(Records for this exercise):
= Beginning of Section =
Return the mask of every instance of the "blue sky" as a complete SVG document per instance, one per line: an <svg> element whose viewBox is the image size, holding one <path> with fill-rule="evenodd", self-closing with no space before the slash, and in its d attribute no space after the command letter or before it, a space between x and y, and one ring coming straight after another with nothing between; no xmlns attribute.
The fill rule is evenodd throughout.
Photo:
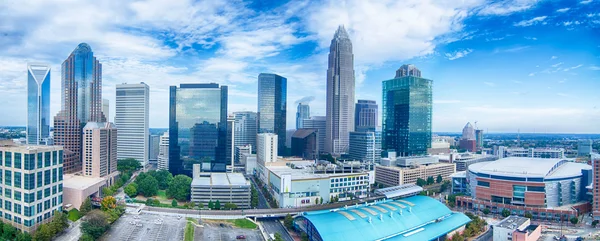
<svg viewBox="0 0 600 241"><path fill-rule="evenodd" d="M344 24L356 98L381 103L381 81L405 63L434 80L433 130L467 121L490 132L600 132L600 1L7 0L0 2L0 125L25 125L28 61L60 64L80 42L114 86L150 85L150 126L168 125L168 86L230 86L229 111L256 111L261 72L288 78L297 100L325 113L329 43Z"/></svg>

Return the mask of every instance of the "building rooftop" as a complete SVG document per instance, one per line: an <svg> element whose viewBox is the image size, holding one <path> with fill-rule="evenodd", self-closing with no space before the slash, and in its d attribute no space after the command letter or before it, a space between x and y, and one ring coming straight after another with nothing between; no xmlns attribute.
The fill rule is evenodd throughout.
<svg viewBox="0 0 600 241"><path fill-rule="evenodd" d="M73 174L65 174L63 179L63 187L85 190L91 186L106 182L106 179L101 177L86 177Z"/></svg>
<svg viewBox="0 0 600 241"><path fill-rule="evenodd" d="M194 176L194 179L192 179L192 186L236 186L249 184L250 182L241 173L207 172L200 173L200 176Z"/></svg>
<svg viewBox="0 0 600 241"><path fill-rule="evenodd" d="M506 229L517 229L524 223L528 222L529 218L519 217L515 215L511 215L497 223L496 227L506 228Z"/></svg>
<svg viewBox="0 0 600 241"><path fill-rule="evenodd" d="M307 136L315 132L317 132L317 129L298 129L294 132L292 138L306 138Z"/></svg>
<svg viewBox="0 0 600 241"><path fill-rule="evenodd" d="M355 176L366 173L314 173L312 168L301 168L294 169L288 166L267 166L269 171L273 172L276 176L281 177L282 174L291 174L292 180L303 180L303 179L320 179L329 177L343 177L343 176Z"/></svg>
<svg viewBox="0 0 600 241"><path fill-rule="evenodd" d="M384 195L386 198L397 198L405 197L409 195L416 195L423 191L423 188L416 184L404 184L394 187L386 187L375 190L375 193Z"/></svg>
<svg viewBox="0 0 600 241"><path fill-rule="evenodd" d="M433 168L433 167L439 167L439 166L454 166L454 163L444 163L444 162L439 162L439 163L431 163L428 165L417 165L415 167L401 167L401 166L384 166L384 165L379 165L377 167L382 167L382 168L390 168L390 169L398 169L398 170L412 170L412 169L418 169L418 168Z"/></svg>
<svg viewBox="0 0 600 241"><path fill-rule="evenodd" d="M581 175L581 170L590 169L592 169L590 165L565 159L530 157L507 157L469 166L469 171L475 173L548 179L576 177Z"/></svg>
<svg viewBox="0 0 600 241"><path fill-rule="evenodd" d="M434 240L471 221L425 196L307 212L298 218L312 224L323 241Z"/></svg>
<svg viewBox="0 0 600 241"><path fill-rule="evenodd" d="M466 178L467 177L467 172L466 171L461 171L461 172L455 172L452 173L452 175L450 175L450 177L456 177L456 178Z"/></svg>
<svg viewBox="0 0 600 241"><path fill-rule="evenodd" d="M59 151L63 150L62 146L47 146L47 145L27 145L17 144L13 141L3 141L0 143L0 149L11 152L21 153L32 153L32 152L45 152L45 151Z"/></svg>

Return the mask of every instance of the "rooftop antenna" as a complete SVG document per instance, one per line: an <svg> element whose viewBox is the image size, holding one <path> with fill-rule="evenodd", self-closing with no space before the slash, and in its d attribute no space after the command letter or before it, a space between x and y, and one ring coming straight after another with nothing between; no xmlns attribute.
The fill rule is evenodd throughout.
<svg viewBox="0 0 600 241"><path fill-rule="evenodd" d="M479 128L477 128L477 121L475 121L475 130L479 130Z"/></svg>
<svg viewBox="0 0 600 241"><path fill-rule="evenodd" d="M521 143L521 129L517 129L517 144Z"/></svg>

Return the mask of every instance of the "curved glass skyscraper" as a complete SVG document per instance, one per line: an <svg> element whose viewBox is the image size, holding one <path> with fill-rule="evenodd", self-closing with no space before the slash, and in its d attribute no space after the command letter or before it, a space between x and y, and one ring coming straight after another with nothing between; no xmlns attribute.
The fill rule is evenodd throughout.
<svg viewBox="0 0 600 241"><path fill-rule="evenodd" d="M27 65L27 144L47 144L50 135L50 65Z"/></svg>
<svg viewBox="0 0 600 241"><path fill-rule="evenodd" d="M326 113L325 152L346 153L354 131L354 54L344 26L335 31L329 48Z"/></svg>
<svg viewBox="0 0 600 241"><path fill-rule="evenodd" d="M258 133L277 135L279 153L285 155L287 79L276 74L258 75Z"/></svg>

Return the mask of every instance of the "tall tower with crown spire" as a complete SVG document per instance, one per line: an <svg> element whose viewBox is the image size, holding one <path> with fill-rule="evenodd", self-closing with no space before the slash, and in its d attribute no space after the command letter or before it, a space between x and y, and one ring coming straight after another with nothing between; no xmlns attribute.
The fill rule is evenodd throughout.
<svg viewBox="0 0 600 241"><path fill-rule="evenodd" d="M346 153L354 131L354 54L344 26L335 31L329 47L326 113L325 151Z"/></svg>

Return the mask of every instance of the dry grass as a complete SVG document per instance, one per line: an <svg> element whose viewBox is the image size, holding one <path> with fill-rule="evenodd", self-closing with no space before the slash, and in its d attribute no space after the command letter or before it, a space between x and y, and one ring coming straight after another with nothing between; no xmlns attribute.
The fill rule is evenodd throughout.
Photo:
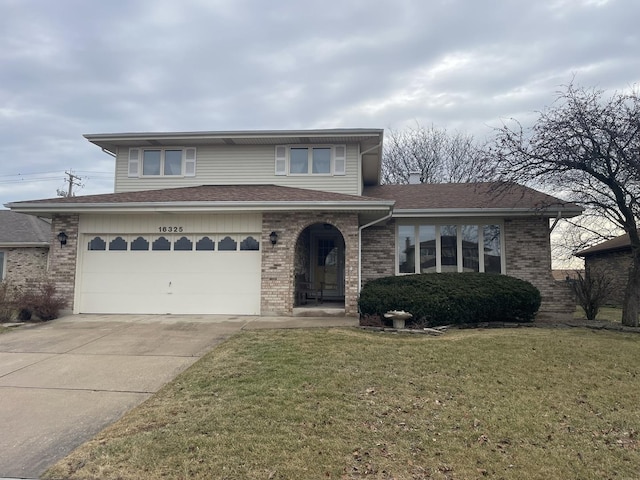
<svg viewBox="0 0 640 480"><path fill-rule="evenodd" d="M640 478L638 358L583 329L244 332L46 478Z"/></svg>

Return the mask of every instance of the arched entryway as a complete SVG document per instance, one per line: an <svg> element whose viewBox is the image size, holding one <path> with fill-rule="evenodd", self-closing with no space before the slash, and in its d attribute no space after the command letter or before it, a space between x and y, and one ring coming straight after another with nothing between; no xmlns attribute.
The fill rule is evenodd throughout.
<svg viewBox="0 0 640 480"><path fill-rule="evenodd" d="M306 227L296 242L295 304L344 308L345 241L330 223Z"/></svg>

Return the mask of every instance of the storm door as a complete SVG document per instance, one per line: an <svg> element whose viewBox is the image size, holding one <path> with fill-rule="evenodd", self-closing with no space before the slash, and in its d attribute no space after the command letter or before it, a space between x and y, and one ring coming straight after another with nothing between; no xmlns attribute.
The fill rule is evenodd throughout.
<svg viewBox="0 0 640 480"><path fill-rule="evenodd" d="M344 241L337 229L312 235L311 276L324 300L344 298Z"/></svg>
= End of Section =
= Beginning of Section =
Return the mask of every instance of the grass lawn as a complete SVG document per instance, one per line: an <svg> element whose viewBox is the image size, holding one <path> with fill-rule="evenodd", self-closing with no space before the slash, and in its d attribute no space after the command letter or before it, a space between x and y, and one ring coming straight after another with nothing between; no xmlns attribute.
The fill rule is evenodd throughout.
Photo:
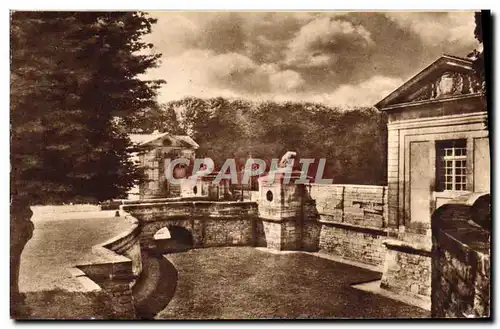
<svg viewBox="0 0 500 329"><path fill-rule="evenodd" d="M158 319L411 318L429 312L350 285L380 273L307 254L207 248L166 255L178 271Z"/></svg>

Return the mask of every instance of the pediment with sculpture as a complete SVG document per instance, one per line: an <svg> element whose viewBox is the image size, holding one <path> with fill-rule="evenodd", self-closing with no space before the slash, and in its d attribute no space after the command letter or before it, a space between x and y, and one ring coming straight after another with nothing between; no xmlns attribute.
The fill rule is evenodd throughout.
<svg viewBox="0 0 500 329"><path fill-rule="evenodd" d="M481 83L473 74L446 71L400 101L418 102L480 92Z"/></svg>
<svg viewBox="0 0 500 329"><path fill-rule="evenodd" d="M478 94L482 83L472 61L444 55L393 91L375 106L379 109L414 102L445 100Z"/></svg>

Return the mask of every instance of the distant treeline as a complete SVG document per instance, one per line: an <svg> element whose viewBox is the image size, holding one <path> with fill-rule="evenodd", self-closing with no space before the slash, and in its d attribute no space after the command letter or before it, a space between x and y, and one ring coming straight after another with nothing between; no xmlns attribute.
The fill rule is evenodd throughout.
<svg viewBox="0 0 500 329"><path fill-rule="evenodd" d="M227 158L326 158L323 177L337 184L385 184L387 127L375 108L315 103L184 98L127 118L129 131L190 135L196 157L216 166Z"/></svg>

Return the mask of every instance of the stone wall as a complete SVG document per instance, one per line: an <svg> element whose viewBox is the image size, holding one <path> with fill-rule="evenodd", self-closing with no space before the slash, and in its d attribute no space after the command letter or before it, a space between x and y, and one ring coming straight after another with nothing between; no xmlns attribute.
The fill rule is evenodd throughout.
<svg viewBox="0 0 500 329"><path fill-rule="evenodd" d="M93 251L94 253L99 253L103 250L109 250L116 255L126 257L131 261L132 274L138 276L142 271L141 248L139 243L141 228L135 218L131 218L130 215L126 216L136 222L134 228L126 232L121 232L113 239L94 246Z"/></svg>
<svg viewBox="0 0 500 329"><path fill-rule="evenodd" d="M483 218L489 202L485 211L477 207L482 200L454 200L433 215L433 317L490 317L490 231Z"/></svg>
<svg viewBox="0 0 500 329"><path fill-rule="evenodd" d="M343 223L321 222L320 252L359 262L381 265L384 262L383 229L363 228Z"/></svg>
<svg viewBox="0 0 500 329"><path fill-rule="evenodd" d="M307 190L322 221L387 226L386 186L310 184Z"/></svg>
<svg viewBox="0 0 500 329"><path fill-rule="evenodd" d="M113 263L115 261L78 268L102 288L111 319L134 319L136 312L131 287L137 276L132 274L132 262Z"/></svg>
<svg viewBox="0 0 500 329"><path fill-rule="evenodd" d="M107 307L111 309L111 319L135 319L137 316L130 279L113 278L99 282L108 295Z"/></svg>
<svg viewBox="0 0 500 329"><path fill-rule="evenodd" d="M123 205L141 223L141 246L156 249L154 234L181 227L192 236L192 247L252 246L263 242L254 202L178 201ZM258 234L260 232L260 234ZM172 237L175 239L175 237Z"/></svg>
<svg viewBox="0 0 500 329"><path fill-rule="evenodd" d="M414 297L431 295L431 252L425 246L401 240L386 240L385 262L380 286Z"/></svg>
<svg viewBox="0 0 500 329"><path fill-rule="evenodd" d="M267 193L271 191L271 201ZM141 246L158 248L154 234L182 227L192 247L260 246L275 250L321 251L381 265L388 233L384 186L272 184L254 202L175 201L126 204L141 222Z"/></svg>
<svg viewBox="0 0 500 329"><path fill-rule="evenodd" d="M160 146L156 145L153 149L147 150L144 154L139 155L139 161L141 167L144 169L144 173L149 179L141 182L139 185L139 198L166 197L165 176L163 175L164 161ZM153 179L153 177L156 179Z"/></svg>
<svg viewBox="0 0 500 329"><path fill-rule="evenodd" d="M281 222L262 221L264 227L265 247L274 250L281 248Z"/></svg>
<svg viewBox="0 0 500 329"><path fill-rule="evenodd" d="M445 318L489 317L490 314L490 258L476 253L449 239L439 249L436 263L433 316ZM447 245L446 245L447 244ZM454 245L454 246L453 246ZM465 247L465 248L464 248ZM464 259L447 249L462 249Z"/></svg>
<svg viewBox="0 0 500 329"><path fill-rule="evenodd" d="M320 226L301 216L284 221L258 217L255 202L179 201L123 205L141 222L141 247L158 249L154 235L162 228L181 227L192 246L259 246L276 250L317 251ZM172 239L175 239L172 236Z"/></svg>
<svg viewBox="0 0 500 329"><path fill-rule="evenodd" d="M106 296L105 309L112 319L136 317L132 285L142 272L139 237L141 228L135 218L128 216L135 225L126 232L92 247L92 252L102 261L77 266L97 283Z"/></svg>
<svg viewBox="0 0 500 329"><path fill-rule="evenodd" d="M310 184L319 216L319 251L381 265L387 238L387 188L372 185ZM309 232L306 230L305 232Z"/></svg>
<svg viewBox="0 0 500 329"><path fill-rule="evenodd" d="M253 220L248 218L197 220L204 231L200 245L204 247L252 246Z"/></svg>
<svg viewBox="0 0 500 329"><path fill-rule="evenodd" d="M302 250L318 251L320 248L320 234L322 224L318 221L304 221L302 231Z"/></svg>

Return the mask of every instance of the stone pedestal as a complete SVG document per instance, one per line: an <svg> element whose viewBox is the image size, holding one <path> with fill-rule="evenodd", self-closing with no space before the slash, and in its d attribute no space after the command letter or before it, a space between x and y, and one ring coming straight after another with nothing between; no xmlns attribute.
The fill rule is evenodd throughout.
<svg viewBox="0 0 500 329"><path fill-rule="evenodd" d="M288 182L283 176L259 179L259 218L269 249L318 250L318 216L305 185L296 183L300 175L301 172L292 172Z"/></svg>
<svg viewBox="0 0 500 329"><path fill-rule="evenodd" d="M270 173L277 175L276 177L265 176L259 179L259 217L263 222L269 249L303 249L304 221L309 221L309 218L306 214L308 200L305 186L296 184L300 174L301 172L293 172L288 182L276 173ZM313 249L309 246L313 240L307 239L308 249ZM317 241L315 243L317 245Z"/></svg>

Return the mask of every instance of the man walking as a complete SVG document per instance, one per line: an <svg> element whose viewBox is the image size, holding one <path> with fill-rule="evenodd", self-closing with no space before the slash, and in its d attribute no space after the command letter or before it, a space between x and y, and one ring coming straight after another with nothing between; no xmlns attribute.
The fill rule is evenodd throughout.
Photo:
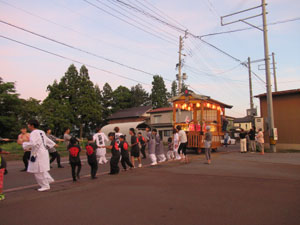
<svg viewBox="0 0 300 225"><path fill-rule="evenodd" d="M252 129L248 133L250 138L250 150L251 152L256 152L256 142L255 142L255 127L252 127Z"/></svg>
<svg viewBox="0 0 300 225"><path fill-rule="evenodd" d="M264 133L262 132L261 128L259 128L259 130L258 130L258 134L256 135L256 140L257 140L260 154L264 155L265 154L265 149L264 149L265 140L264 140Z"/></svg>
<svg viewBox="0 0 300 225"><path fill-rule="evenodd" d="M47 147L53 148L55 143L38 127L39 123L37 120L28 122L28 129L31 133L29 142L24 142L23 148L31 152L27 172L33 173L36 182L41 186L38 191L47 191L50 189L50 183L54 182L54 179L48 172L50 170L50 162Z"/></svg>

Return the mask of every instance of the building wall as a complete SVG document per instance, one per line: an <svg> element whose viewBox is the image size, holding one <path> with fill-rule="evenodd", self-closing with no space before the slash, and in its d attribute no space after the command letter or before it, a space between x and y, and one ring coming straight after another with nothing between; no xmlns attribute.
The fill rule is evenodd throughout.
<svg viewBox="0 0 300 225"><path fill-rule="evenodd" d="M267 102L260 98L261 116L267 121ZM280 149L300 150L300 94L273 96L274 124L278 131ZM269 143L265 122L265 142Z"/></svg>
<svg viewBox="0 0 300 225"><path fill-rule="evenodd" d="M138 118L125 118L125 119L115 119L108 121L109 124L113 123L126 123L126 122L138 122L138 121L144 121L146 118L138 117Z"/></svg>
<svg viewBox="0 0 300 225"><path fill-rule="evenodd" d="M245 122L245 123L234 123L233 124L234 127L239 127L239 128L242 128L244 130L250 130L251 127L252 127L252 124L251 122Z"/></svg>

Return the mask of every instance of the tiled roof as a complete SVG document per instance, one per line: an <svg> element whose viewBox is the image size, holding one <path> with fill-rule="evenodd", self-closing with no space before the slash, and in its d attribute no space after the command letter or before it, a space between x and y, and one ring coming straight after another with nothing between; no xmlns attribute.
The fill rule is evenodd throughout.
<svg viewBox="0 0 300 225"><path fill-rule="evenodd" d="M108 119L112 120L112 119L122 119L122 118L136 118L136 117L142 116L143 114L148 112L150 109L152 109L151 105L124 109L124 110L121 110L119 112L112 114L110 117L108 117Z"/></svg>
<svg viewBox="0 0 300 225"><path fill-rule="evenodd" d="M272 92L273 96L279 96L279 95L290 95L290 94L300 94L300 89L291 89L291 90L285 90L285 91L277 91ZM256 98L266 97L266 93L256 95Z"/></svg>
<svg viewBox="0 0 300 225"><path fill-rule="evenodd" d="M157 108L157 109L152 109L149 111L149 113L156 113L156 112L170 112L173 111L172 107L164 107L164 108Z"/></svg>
= End of Section =
= Beginning of Section =
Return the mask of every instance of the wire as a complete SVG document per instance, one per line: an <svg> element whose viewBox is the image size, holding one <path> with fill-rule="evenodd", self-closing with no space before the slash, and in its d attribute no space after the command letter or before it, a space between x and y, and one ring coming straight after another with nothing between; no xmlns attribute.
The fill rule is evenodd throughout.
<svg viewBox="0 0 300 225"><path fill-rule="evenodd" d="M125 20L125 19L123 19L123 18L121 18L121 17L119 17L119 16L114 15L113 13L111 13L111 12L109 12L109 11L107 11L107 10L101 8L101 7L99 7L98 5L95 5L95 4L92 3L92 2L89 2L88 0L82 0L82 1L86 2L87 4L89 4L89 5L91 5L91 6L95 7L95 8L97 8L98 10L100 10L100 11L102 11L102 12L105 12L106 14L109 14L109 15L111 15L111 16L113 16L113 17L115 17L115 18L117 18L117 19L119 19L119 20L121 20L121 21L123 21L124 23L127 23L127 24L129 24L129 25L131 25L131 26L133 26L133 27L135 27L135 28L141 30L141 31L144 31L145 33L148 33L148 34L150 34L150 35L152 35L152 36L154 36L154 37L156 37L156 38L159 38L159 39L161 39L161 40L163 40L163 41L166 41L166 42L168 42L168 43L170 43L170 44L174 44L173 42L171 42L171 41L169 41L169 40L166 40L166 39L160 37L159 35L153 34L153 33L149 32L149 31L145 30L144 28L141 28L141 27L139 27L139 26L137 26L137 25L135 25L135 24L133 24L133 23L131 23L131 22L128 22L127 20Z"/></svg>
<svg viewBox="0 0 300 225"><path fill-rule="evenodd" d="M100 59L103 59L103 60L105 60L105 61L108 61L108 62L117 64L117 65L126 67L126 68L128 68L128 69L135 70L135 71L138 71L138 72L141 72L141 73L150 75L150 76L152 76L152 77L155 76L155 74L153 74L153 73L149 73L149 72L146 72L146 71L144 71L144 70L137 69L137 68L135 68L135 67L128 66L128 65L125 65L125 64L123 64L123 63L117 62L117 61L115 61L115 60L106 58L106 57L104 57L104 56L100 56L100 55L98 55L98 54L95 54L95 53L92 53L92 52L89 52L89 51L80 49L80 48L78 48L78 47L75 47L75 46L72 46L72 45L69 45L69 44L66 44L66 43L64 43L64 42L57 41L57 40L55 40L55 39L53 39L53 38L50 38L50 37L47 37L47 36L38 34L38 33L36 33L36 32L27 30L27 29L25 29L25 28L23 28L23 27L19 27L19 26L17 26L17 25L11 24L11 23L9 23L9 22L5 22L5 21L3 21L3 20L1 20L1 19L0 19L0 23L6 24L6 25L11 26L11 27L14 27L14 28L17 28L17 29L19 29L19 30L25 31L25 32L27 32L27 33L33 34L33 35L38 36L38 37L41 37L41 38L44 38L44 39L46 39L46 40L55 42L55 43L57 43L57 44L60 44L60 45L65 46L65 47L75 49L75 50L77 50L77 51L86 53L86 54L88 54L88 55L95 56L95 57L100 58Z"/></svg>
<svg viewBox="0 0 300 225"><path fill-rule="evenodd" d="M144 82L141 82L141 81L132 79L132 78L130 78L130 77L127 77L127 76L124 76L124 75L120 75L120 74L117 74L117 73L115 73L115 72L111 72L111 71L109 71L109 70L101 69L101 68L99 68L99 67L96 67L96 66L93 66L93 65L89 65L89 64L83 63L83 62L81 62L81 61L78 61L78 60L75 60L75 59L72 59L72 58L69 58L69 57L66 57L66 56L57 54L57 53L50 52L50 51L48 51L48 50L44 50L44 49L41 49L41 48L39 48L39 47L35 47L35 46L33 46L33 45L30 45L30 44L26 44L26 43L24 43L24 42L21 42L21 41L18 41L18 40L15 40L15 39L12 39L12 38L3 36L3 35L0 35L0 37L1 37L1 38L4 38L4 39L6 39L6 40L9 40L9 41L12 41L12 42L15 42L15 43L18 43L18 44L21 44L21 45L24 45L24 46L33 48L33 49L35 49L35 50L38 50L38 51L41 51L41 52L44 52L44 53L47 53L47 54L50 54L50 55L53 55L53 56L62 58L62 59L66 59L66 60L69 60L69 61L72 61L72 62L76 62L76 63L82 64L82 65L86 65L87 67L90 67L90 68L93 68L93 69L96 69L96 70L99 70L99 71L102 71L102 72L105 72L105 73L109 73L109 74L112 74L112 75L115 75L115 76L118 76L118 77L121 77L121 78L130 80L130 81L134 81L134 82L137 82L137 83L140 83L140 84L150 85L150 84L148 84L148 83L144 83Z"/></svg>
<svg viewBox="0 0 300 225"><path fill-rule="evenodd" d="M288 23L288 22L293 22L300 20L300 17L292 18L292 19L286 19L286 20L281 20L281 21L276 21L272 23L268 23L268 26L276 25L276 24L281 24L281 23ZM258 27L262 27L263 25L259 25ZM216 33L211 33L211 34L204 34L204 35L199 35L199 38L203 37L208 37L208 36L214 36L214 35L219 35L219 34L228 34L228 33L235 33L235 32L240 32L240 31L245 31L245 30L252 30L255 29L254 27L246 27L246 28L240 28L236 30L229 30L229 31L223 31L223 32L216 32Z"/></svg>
= End of Section =
Your response should contain each line of the entries above that holds the string "building".

Return the mask of every instance of the "building rooftop" as a complete SVG document per instance, one per line: an <svg> element whose viewBox is the image size, holding one <path> with fill-rule="evenodd", self-closing with no space before the slash, and in its d attribute no space after the command letter or before it, a space between x and y, and one ring coming straight after another with nothing between; no xmlns attribute.
Return the mask of every instance of the building wall as a complete SVG document per instance, one per line: an <svg> element whose viewBox is the image size, holding one <path> with fill-rule="evenodd", self-closing with no space before the slash, and in its d attribute no space after the command letter or before it, a space between x and y, and one ring coming straight after another with nothing between; no xmlns attribute.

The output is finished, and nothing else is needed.